== Exercise material ==

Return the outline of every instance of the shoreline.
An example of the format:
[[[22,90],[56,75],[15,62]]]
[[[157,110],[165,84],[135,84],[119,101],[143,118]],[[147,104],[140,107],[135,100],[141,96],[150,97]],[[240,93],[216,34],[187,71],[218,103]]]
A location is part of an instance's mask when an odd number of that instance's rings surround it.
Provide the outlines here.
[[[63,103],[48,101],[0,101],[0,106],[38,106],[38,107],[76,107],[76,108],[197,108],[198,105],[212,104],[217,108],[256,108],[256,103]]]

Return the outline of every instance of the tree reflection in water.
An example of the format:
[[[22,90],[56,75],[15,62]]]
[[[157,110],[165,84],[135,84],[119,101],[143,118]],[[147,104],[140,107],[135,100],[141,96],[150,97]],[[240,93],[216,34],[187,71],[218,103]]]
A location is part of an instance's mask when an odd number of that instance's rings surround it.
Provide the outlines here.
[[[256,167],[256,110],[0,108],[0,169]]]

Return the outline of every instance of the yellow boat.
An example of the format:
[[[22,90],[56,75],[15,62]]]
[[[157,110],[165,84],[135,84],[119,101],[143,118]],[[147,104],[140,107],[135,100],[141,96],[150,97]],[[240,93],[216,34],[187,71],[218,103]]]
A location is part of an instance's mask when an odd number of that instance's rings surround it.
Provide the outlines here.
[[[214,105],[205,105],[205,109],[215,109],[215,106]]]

===

§ What is asked
Copy every line of the records above word for word, without any changes.

§ Expected output
Return the outline of every instance of the shoreline.
An example of the format:
[[[22,90],[56,75],[15,62]]]
[[[157,110],[165,84],[135,84],[119,101],[143,118]],[[147,104],[140,107],[135,100],[141,96],[150,97]],[[240,93],[216,34],[187,71],[218,103]]]
A location is part of an instance's mask when an odd number of that instance's rings surround it.
Provide the outlines here.
[[[63,103],[48,101],[0,101],[0,106],[38,106],[38,107],[76,107],[76,108],[197,108],[198,105],[212,104],[217,108],[256,108],[256,103]]]

Return the outline of every instance of the tree reflection in water.
An example of the format:
[[[22,90],[56,75],[15,62]]]
[[[157,110],[165,84],[135,84],[119,101],[143,118]],[[147,104],[140,107],[135,100],[141,96],[150,97]],[[240,93],[216,34],[187,71],[218,103]]]
A location is part of an instance's mask when an odd number of that instance's rings surround it.
Provide the outlines here.
[[[256,167],[256,110],[0,108],[0,169]]]

Return the outline of every instance of the yellow boat.
An example of the format:
[[[22,90],[56,75],[15,62]]]
[[[157,110],[165,84],[135,84],[119,101],[143,118]],[[147,104],[140,107],[135,100],[141,96],[150,97]],[[240,93],[216,34],[187,71],[218,103]]]
A location is part of an instance's mask when an odd number of that instance's rings surround it.
Provide the outlines here.
[[[214,105],[205,105],[205,109],[215,109],[215,106]]]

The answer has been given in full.